● **Task item**
Output exactly the lines from the line with "Exercise. Identify the yellow" through the end of the records below. Include nothing else.

● **Records to process**
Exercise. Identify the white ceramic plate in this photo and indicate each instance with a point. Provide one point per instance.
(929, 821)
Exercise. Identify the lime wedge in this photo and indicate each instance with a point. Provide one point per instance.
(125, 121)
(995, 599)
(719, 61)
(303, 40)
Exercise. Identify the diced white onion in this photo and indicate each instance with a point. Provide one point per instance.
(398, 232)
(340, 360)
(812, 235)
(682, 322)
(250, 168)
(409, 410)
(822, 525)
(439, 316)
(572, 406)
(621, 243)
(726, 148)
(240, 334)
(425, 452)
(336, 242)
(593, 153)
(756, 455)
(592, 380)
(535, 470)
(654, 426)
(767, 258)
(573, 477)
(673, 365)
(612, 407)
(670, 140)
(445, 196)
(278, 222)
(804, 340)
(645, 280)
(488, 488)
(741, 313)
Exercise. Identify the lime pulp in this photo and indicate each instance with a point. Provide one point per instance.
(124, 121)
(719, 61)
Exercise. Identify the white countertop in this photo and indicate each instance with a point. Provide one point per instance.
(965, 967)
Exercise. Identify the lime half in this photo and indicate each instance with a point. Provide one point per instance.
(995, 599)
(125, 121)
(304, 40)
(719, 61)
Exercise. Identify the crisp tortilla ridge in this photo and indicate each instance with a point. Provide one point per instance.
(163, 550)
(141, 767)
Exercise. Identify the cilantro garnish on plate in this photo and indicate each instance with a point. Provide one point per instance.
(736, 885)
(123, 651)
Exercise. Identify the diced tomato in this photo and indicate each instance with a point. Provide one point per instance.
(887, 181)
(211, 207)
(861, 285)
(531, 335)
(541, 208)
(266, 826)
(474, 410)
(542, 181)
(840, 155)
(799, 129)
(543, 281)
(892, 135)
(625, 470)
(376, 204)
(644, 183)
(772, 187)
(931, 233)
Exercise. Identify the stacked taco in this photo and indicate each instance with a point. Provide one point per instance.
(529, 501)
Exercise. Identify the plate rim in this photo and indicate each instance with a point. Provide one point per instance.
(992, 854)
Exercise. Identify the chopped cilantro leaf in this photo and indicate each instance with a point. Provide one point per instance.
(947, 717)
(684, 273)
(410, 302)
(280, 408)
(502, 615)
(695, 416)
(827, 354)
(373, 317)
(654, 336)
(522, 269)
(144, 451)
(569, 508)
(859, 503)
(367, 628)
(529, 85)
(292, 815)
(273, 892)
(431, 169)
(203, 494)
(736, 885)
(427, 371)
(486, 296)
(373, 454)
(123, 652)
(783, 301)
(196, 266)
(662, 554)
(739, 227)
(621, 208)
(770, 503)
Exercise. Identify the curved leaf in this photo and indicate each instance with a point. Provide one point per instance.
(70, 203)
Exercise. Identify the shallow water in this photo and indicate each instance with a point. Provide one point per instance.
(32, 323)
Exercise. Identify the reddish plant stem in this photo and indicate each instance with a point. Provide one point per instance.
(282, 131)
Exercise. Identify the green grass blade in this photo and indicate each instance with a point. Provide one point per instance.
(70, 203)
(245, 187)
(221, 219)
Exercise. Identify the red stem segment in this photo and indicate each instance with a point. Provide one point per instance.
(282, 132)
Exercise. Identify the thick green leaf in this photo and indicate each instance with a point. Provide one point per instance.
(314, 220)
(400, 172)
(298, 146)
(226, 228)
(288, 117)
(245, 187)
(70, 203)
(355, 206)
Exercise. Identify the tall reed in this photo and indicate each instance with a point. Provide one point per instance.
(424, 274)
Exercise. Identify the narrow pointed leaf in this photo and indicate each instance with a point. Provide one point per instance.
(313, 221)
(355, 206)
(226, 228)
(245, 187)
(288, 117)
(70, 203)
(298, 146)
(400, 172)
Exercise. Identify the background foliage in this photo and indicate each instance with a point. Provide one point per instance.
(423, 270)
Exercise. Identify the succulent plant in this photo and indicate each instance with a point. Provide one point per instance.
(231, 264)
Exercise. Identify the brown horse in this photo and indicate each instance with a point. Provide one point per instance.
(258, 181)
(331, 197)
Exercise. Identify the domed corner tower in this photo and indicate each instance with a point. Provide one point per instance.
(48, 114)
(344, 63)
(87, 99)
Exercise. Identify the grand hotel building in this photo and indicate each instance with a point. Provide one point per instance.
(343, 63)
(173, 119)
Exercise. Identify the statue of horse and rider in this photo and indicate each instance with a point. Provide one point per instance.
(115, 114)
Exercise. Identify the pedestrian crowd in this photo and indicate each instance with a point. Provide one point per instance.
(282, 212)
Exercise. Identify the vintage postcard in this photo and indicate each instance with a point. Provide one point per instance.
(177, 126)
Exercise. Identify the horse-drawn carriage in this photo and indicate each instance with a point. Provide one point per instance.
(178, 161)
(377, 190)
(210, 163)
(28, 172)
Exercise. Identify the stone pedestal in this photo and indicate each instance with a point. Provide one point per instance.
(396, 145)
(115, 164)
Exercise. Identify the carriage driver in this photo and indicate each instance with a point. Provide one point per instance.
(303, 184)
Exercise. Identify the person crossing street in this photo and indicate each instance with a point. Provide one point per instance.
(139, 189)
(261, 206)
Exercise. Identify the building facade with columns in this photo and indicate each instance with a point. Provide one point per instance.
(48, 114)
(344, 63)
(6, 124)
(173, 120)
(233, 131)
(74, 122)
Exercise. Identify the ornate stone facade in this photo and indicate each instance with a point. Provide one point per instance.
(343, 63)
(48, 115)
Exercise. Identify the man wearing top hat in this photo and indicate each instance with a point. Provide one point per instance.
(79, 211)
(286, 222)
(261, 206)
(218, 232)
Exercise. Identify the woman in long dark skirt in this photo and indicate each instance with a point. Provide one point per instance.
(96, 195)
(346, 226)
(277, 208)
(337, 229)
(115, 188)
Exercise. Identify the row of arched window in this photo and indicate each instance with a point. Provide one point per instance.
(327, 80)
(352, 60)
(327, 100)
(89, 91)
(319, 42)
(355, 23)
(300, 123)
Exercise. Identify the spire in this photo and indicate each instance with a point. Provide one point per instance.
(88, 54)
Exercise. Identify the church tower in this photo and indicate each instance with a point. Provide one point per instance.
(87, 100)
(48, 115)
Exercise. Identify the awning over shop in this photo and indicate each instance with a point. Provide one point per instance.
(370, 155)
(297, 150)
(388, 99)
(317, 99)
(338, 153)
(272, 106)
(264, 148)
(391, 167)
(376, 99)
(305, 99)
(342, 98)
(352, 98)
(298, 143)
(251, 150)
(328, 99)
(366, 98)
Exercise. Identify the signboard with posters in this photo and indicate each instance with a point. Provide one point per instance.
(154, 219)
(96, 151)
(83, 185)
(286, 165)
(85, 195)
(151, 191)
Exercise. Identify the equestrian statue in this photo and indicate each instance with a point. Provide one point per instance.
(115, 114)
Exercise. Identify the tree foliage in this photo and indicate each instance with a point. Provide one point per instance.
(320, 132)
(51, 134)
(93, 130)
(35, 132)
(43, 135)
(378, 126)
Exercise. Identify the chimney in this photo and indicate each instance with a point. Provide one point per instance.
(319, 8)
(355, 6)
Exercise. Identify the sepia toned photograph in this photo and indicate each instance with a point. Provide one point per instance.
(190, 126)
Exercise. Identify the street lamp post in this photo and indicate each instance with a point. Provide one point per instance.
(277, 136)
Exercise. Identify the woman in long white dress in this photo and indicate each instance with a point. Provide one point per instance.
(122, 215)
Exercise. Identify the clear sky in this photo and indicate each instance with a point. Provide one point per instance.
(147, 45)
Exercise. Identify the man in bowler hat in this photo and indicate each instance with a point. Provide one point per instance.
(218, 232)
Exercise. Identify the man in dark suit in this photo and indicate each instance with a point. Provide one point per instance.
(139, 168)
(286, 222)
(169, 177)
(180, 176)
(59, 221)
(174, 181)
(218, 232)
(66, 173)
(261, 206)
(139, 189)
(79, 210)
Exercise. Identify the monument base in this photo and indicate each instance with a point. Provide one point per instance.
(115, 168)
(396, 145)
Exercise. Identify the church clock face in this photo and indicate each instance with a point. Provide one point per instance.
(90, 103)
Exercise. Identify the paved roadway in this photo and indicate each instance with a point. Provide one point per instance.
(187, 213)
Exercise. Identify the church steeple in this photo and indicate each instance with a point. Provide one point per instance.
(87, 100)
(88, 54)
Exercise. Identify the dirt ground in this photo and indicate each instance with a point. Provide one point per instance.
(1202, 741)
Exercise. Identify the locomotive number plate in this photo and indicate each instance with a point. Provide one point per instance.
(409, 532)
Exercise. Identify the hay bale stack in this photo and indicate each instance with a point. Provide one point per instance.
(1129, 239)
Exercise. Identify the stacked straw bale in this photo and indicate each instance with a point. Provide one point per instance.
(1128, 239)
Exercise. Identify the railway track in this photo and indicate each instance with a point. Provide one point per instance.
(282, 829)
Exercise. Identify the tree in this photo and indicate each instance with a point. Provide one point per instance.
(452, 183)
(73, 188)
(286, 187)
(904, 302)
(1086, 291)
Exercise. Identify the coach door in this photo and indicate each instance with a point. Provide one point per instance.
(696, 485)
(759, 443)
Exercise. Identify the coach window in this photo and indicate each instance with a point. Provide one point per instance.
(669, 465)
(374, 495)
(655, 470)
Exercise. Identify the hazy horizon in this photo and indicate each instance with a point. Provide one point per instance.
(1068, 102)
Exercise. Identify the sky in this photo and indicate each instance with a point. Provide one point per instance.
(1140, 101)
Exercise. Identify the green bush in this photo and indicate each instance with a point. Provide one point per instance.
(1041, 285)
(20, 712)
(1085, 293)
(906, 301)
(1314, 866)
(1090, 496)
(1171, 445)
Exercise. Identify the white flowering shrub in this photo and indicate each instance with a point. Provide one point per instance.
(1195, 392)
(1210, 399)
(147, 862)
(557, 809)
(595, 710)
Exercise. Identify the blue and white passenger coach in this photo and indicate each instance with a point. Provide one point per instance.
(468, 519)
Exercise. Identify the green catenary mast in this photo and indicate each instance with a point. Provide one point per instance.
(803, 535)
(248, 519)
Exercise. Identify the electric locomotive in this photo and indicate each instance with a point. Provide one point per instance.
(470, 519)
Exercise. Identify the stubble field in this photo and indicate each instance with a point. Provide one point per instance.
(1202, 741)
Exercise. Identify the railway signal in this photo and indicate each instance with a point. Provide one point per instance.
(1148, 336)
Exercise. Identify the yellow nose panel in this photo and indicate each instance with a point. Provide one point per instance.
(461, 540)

● **Answer area**
Exercise. Identify the yellow nose panel in this photo and indicate each instance with a point. Provide one point per instance.
(461, 540)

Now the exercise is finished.